Der Mann, der seine fünf Meter langen Arme hinter sich herzieht, die humpelnde Frau im Pelz, der Narr im hysterischen Monologausbruch: solche und unzählige weitere Eintagsfliegen und Wiederholungstäter, traten auf und ab, schlugen als Kostümtsunami wellenartig auf das Publikum ein und reizüberfluteten die Bühne bis in den verstaubtesten Winkel. Nach dem Schlag-auf-Schlag an menschlichen Explosionen, ging Dante:Dreams ruhiger weiter, vereinzelt sogar mit Szenen, die beinahe an einen klassischen Theaterabend erinnerten. Beinahe.


Im weiteren Verlauf blieb der erwartbare "Untergang" in Sichtweite. Nie plätscherte die "Handlung" dahin, die Performer*innen hatten schlicht keine Zeit dazu, schließlich waren sie ja nicht eingesperrt im Eigenheim, sondern verausgabten sich vor anderen Menschen – bevor ein möglicher nächster Lockdown sie zum erneuten Theaterstreaming verdonnern würde: einsam am Bildschirm und mitunter verschwörerisch kontrolliert und regiert von einem der reichsten Gutmenschen... 
In rascher Bilderfolge kam die Inszenierung nach über 90 Minuten an ein undurchschaubares Ende. In der Verlängerung "standen" sich Publikum und Bühnenakteure sitzend gegenüber. Aufgebraucht und ausgelaugt zogen die Figuren in einer bereinigenden Licht- und Soundsilhouette dahin, die einen leichtfüßig, die anderen beschwert, alle einer überirdisch vorgegeben Richtung folgend. Am Ende kehrten sie kollektiv in den Trott des persönlichen Stillstands zurück. Nach all den Strapazen war das Stück endlich beim Anfang angekommen.

Arbeitsauftrag A >> Schreiben Sie aus dem Auszug über die Inszenierung die Stelle von „Im weiteren Verlauf“ bis einschließlich „der reichsten Gutmenschen...“ wortgetreu ab.
Die Auflistung steht in keinerlei Zusammenhang mit dem Auszug.

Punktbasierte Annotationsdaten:
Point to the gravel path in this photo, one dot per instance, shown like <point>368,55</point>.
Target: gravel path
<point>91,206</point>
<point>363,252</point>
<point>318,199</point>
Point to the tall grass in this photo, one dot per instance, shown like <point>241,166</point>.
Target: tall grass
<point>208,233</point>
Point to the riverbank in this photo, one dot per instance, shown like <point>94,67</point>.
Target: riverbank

...

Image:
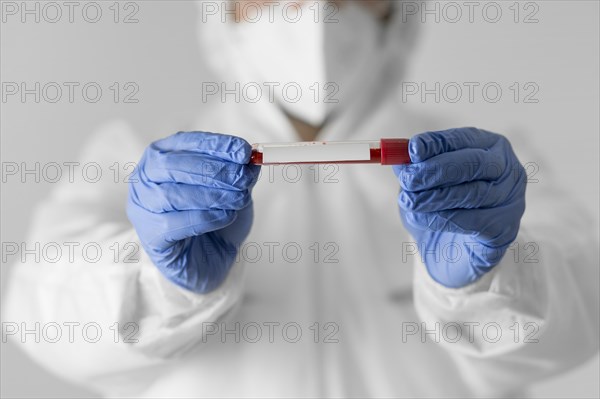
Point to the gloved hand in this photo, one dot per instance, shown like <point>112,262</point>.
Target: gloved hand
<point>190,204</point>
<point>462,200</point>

--

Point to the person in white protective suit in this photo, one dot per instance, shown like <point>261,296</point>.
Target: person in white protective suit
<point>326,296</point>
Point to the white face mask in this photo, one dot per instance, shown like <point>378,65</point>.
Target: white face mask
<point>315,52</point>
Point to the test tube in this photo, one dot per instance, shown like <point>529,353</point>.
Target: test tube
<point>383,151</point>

Arbeitsauftrag B >> Tauschen Sie in der Auflistung im Abschnitt von der Zeile mit „Point to the white“ bis einschließlich der Zeile mit „<point>383,151</point>“ das Wort „dot“ gegen „marker“ aus, und lassen Sie alles Übrige unverändert. Geben Sie nur diesen Abschnitt wieder.

Musterlösung A >>
Im weiteren Verlauf blieb der erwartbare "Untergang" in Sichtweite. Nie plätscherte die "Handlung" dahin, die Performer*innen hatten schlicht keine Zeit dazu, schließlich waren sie ja nicht eingesperrt im Eigenheim, sondern verausgabten sich vor anderen Menschen – bevor ein möglicher nächster Lockdown sie zum erneuten Theaterstreaming verdonnern würde: einsam am Bildschirm und mitunter verschwörerisch kontrolliert und regiert von einem der reichsten Gutmenschen...

Musterlösung B >>
Point to the white face mask in this photo, one marker per instance, shown like <point>378,65</point>.
Target: white face mask
<point>315,52</point>
Point to the test tube in this photo, one marker per instance, shown like <point>529,353</point>.
Target: test tube
<point>383,151</point>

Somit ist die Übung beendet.